DESCRIPTION OF THE TASK: Output the data below exactly, images excluded.

Saved entries:
-- Opening Marker --
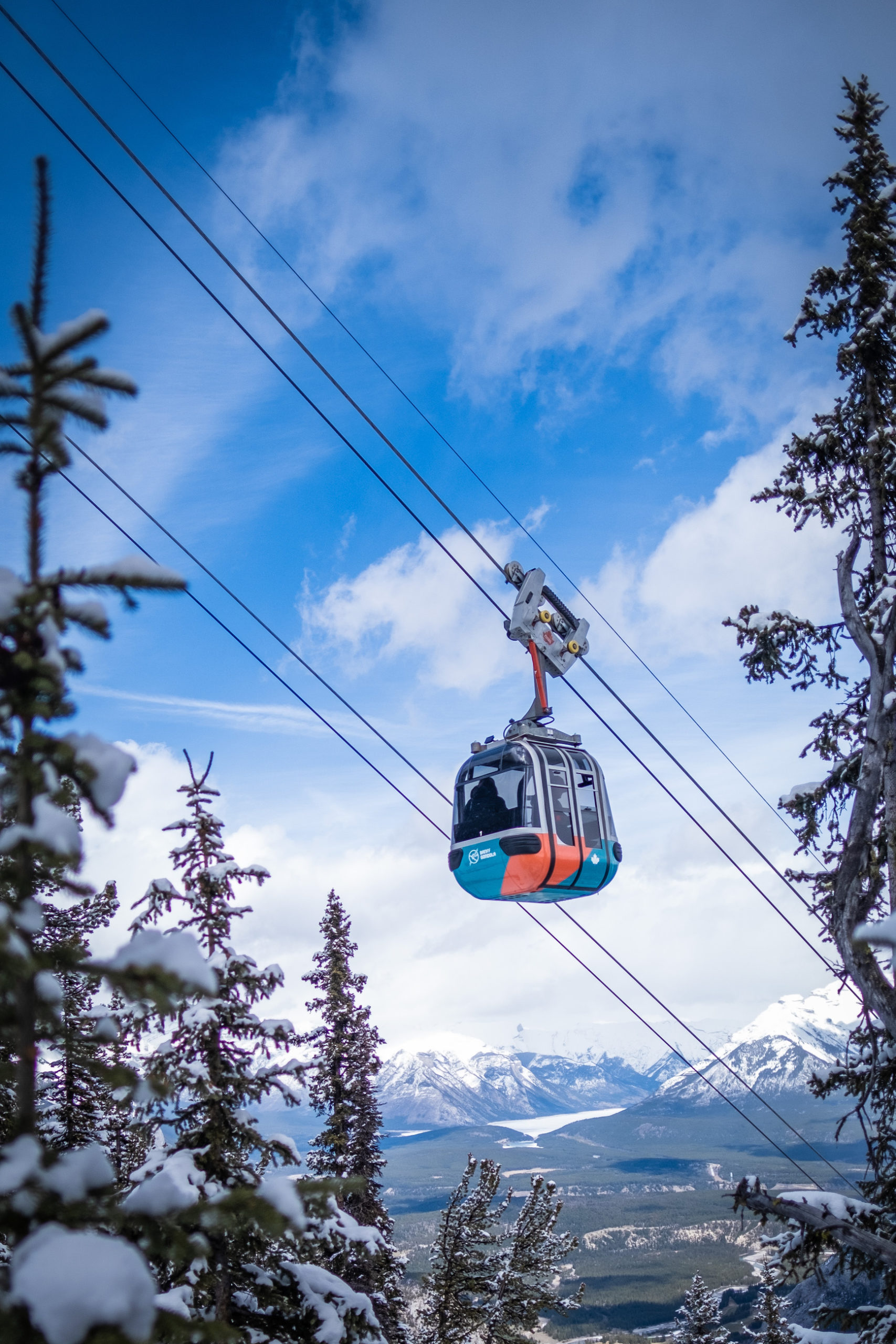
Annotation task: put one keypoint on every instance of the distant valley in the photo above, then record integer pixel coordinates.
(644, 1184)
(775, 1054)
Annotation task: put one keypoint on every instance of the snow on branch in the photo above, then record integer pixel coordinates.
(73, 1283)
(175, 952)
(821, 1211)
(136, 572)
(53, 828)
(782, 644)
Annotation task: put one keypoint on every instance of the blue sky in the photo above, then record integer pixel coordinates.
(574, 237)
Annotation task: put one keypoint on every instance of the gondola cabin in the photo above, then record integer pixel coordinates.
(532, 822)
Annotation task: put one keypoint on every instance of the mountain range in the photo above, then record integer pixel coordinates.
(777, 1053)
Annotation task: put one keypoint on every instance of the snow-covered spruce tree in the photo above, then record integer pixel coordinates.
(530, 1275)
(773, 1323)
(467, 1258)
(251, 1270)
(842, 474)
(698, 1319)
(76, 1102)
(64, 1273)
(342, 1089)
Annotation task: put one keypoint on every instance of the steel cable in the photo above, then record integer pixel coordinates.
(402, 795)
(371, 468)
(669, 1046)
(704, 1046)
(419, 412)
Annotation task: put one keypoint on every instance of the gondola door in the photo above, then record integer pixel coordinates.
(565, 822)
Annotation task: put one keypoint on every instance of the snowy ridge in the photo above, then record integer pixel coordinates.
(779, 1050)
(438, 1088)
(461, 1081)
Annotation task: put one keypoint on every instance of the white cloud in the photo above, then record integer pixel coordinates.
(721, 554)
(567, 182)
(416, 601)
(440, 961)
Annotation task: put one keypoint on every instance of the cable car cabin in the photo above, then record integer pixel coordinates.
(532, 822)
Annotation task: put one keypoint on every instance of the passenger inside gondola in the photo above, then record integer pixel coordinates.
(487, 811)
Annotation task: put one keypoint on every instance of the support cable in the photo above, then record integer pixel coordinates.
(359, 456)
(265, 666)
(254, 340)
(242, 279)
(361, 754)
(422, 414)
(698, 785)
(668, 1045)
(708, 835)
(258, 620)
(707, 1047)
(343, 392)
(373, 425)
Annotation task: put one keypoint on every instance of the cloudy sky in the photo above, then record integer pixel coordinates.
-- Closing Marker --
SOLUTION TO THIS TASK:
Annotation task: put one keypoint on every instance of the distant valley in the photo above, then record integer pixel coordinates.
(644, 1184)
(775, 1054)
Annotation task: put one keypoint on every instance of the snow on branch in the photo above, then record integer pixel coordinates.
(73, 1283)
(175, 952)
(821, 1211)
(136, 572)
(53, 828)
(782, 644)
Annotation task: put one keypoint on every instance of the blue sky in the photo above, then record integer pixel coordinates.
(574, 237)
Annotation task: put one keypoint on every instance of the gondola cabin in the photo above, then record integer pixel coordinates.
(532, 822)
Annotation task: put one keypoint on every instance of the mountain range in the photo above, then record integer pixel coordinates.
(777, 1053)
Annotation task: put one keypoint on every instance of the snow-covered spruce tree in the photo above, then record integer pixel coordinates.
(530, 1275)
(773, 1323)
(467, 1258)
(251, 1270)
(842, 474)
(698, 1319)
(76, 1102)
(64, 1273)
(342, 1089)
Annotation task: put one keypoint on every instance of the steel cable in the photo above, then record integer pixel coordinates.
(402, 795)
(371, 468)
(669, 1046)
(704, 1046)
(419, 412)
Annotation task: put one keypoint on every instance of the gondola door in the photo above, then record integer pixel coordinates.
(565, 822)
Annotation task: put one keypoint on every instance of the snowy ridge in the photo above, then record integer pixel coordinates.
(779, 1050)
(438, 1088)
(461, 1081)
Annotation task: put one keypoint on every instance of the white cloud in the photo above, then record integer pixel coordinates.
(721, 554)
(567, 182)
(416, 601)
(440, 961)
Annotation task: put one keypoint on every instance of the cable car cabin in the photo above, then record integer pixel coordinates.
(532, 822)
Annotation task: put one keypoint on every instance of the passenger inside gondola in the photo above, then record integer pixel coordinates.
(487, 811)
Annotation task: put one keypoint on every instance of the support cable in the photo above, then record integer pixel coordinates.
(359, 456)
(265, 666)
(254, 340)
(242, 279)
(361, 754)
(422, 414)
(698, 785)
(668, 1045)
(708, 835)
(258, 620)
(707, 1047)
(343, 392)
(373, 425)
Annotation task: put one keypoint on every instance of the cloudy sky in the photo above, then record integer pixel coordinates.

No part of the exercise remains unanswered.